### What you should do
Here the answer should be the line with "Where can the brown" and all the lines after it through the end of the listing, each repeated exactly, and no other text.

### Given data
%%

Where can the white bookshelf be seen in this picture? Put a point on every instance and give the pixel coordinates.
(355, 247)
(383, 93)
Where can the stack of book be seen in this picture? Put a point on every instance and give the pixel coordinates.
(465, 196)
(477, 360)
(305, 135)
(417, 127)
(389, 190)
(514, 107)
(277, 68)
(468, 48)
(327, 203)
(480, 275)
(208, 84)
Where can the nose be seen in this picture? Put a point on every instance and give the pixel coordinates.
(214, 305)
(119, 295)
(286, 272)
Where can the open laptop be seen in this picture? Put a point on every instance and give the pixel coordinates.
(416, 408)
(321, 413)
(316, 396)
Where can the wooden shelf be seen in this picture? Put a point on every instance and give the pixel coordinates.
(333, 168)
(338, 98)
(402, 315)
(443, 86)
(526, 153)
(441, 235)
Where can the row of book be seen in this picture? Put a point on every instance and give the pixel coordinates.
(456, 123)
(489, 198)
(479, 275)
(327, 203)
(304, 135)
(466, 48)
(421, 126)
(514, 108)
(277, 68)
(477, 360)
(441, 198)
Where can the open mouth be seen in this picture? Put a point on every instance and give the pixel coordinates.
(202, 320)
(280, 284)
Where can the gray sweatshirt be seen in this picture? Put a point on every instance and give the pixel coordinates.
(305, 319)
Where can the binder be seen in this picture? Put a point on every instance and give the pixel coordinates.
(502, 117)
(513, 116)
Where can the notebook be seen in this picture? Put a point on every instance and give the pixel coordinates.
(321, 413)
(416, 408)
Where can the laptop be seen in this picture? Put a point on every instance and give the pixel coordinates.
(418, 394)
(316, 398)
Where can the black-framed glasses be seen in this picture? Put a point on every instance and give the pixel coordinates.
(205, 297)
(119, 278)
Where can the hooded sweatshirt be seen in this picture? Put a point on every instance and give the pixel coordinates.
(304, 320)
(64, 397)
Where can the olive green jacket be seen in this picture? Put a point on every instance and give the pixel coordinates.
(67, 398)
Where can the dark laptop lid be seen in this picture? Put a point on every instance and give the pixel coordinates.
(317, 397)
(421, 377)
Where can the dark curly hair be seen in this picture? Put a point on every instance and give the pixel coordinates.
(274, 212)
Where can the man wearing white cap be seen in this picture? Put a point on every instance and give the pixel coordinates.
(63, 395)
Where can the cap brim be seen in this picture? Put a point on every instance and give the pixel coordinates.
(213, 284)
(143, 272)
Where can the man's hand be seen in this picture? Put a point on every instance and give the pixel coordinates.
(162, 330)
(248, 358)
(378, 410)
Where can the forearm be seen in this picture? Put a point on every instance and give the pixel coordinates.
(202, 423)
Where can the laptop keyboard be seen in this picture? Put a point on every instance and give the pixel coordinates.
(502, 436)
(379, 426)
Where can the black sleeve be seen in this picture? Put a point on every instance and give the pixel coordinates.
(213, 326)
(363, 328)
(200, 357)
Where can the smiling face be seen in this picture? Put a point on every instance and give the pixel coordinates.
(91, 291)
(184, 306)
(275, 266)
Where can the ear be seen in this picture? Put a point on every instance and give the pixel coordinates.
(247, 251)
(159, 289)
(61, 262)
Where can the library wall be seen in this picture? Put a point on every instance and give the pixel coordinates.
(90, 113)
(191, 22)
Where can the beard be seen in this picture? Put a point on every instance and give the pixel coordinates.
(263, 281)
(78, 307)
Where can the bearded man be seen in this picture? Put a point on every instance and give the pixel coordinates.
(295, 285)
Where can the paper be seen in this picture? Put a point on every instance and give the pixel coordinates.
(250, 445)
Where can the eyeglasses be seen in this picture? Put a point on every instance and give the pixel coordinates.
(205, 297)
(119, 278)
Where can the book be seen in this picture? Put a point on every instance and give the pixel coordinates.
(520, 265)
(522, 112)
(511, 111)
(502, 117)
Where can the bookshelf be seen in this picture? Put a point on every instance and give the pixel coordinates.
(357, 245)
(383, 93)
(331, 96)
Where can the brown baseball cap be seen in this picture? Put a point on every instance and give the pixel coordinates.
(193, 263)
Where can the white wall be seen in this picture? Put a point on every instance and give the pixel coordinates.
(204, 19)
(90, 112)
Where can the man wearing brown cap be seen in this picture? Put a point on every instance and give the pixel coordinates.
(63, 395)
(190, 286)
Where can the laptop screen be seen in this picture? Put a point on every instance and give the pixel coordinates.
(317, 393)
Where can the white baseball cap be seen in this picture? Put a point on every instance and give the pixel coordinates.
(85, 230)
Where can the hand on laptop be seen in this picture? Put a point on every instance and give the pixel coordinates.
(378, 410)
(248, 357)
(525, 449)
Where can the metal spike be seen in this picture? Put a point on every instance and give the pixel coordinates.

%%

### Result for this task
Where can the brown baseball cap be seen in this picture? Put a point on every instance and give the pixel coordinates.
(193, 263)
Where can the white wall be seen in this picture? Put a point on every instance and give the pixel coordinates.
(204, 19)
(90, 112)
Where can the man wearing brown cap be seen in this picture? Put a point on every instance and give the pixel coordinates.
(63, 395)
(190, 286)
Where can the laptop screen be seen in this picture? Put a point on every instance and give the pixel coordinates.
(317, 393)
Where can the white baseball cap be seen in this picture? Put a point on every instance and give the pixel coordinates.
(85, 230)
Where can the hand on laptop be seen in this picture? Put a point on every instance and give the pixel coordinates.
(378, 410)
(248, 357)
(525, 449)
Where can the metal spike be seen in this picture? Put a point on every instance and give the pixel coordinates.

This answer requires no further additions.